▸ **Stated goal**: Recast every line of the entries below as a JSON list of strings, one string per line, omitting blank lines.

▸ **The input**:
■ ■ ■ ■

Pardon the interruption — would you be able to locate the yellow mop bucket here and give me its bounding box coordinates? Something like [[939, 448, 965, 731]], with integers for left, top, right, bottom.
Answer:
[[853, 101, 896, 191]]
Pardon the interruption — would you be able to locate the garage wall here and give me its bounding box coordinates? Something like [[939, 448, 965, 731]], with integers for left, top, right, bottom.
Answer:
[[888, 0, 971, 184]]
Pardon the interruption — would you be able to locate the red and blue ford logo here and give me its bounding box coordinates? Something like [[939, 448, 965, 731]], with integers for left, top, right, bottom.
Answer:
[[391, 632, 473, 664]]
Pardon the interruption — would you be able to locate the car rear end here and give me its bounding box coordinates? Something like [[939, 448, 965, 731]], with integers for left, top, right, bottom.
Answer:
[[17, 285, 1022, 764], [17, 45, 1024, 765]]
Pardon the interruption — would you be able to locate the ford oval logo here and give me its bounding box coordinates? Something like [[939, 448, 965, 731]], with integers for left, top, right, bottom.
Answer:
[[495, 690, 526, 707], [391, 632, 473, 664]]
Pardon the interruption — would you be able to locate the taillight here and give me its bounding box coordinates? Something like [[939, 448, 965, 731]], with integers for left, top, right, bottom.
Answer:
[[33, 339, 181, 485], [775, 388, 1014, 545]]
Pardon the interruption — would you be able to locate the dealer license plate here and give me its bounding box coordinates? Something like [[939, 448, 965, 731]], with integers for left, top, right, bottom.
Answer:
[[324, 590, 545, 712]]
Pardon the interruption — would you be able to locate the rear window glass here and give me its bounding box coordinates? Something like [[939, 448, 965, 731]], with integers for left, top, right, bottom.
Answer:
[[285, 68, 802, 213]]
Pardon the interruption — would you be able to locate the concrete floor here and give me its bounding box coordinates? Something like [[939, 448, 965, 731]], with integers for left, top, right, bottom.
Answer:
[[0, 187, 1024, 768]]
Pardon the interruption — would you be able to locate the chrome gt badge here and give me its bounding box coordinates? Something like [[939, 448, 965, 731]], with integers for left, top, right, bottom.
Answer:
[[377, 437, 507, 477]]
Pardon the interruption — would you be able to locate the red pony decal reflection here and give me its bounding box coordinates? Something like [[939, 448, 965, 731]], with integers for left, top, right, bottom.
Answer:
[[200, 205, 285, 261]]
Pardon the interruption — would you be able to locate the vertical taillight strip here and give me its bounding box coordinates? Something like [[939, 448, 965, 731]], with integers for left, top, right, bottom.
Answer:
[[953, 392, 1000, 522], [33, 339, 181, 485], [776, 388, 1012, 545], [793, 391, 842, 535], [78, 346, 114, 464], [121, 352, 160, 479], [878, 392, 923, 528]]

■ ■ ■ ■

▸ **Exercise result**:
[
  "Pardon the interruption — would you be able to locate the yellow mop bucket here and give me its bounding box coordinates? Something like [[939, 448, 965, 731]], with integers for left, top, right, bottom.",
  "Answer:",
  "[[853, 101, 896, 191]]",
  "Pardon the interruption — would you be able to locate the garage wall here and give me its bounding box coordinates? Something like [[939, 448, 965, 731]], with integers for left, top, right, bottom.",
  "Answer:",
  "[[888, 0, 971, 184]]",
  "Pardon the interruption — would you be able to locate the red and blue ford logo here and give me its bounding box coordinates? Something like [[939, 448, 965, 731]], with integers for left, top, right, bottom.",
  "Answer:",
  "[[391, 632, 473, 664]]",
  "Pardon the interruption — would you be able to locate the car rear end here and give me its bounding box coordinates? Something like [[939, 448, 965, 731]], with integers for left, top, right, bottom.",
  "Answer:",
  "[[17, 285, 1022, 764], [17, 45, 1024, 765]]",
  "Pardon the interruption — would you be able to locate the ford oval logo here and give me its bounding box coordinates? Something like [[939, 448, 965, 731]], with integers for left, top, right, bottom.",
  "Answer:",
  "[[495, 690, 526, 707], [391, 632, 473, 664]]",
  "Pardon the interruption — would you be able to locate the taillight here and give me its bounding box coordinates? Something like [[939, 448, 965, 731]], with integers for left, top, right, bottom.",
  "Answer:",
  "[[33, 339, 181, 485], [775, 388, 1014, 545]]",
  "Pardon the interruption — would you be able to locate the dealer license plate here and give me its bounding box coordinates? Something like [[939, 448, 965, 731]], with integers for left, top, right, bottom.",
  "Answer:",
  "[[324, 590, 545, 712]]",
  "Pardon the interruption — would you be able to locate the rear window glass here and give me its bounding box coordinates? Something like [[939, 448, 965, 731]], with integers for left, top, right, bottom.",
  "Answer:",
  "[[285, 68, 802, 213]]",
  "Pardon the interruption — would you be able to locate the concrete floor here and give me its bounding box coordinates? Something like [[939, 448, 965, 731]], with integers for left, top, right, bottom.",
  "Answer:",
  "[[0, 187, 1024, 768]]",
  "Pardon the interruption — would you be able to locate the chrome gt badge here and give me its bounding box coordinates? Something like [[939, 448, 965, 731]], with integers for left, top, right, bottom.",
  "Answer:",
  "[[377, 437, 507, 477]]",
  "Pardon the interruption — would you be able to locate the red pony decal reflection here and give me its bounding box coordinates? Something like [[939, 448, 965, 731]], with integers for left, top, right, bottom.",
  "Answer:",
  "[[200, 205, 285, 261]]",
  "Pardon the interruption — would you be able to locate the vertical taillight strip here and give me its bounding box coordinates? Something like [[939, 448, 965, 731]], with integers for left, top, right, bottom.",
  "Answer:",
  "[[953, 392, 1000, 522], [33, 339, 181, 485], [776, 388, 1012, 545], [793, 391, 842, 535], [78, 346, 114, 464], [121, 352, 160, 479], [878, 392, 923, 528]]"
]